DATASET CONTENT -
━━━

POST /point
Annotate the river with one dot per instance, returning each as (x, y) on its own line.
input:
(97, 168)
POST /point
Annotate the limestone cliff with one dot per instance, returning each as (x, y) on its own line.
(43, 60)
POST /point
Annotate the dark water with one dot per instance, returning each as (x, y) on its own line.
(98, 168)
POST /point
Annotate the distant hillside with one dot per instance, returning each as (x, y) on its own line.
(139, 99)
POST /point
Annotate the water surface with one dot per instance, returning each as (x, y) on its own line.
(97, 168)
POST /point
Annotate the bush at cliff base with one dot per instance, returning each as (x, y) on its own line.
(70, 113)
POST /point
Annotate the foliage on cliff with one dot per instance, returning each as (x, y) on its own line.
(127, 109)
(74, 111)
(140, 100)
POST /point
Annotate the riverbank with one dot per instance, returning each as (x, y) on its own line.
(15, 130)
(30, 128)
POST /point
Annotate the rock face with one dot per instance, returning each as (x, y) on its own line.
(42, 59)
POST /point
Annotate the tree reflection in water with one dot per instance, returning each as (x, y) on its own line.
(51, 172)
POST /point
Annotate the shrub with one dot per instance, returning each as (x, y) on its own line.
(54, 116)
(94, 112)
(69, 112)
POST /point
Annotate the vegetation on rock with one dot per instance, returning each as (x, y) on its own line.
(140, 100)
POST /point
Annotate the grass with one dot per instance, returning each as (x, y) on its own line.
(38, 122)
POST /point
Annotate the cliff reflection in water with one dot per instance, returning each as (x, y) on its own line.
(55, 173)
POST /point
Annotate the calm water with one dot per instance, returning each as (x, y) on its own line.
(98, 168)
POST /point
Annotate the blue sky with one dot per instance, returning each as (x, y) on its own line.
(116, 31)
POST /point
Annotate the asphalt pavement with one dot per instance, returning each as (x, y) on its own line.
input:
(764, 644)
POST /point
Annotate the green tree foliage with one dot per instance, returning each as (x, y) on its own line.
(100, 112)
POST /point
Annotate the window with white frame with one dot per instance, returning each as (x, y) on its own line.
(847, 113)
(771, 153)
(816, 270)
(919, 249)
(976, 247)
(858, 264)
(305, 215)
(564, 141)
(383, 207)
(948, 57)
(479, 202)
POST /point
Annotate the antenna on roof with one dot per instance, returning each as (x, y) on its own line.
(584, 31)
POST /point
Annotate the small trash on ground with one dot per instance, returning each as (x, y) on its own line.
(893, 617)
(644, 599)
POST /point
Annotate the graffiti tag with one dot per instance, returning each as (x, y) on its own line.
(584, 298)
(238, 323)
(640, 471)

━━━

Write every entry out again exactly.

POST /point
Annotate the river with one dot per instance, returning each as (x, y) on its own line.
input:
(97, 168)
POST /point
Annotate the limestone cliff with one dot per instance, returning each as (x, y) on its own line.
(43, 60)
POST /point
Annotate the dark water with one dot per instance, returning each as (x, y) on its own line.
(98, 168)
POST /point
Annotate the distant hillside with one dot per instance, returning each as (x, y) on its own line.
(139, 99)
POST /point
Annotate the water surface with one dot per instance, returning each as (x, y) on its own line.
(97, 168)
POST /point
Annotate the bush at cliff base with one dot per instance, returning each as (x, y) on its own line.
(70, 113)
POST /point
Annotate the foliage on cliff with one dot per instance, returning each as (x, y) on its own line.
(127, 109)
(74, 111)
(140, 100)
POST /point
Annotate the riverbank with one dot per instance, returning each as (x, y) on its own line.
(15, 130)
(30, 128)
POST /point
Annotate the rock face with one dot per instance, returning each as (x, y) on its own line.
(42, 59)
POST /point
Annotate the tree reflection in water with one dot per instance, returning each as (x, y) on its own line.
(51, 172)
POST /point
Annotate the shrub with one dot per instance, returning each as (x, y) on its own line.
(54, 116)
(94, 112)
(69, 112)
POST /point
Annotate the vegetation on rock with one dot per instance, returning each as (x, y) on its own line.
(140, 100)
POST /point
Annotate the grass with one dot per instance, returning each as (x, y) on its own line.
(38, 122)
POST /point
Annotate the cliff reflection in water with one dot per instance, returning each as (x, y) on its own line.
(55, 173)
POST /point
Annotate the calm water with one dot per instance, returning each as (x, y) on its own line.
(98, 168)
POST /point
Annotate the blue sky with one dot per instance, returning each as (x, y) on its own line.
(116, 31)
POST /point
Annotate the asphalt pavement with one dot per instance, returning each as (x, y) on its own line.
input:
(764, 644)
POST /point
Annotate the green tree foliage with one dot per instance, returning each as (x, y) on its own line.
(100, 112)
POST /point
Annotate the window with white frame with one dot per instance, returning each as (x, y) on its own line.
(847, 113)
(771, 153)
(816, 270)
(919, 249)
(976, 247)
(858, 264)
(305, 215)
(564, 141)
(383, 207)
(948, 57)
(479, 202)
POST /point
Annotate the antenna on roof with one dot per instance, returning each as (x, y) on its own line.
(584, 31)
POST /point
Annotate the small trash on ground with one dot per instance, returning each as (x, y) on its own line.
(893, 617)
(644, 599)
POST /point
Annotate the graffiti tag with one dot per instance, returning each as (x, y) on its own line.
(584, 298)
(238, 323)
(640, 471)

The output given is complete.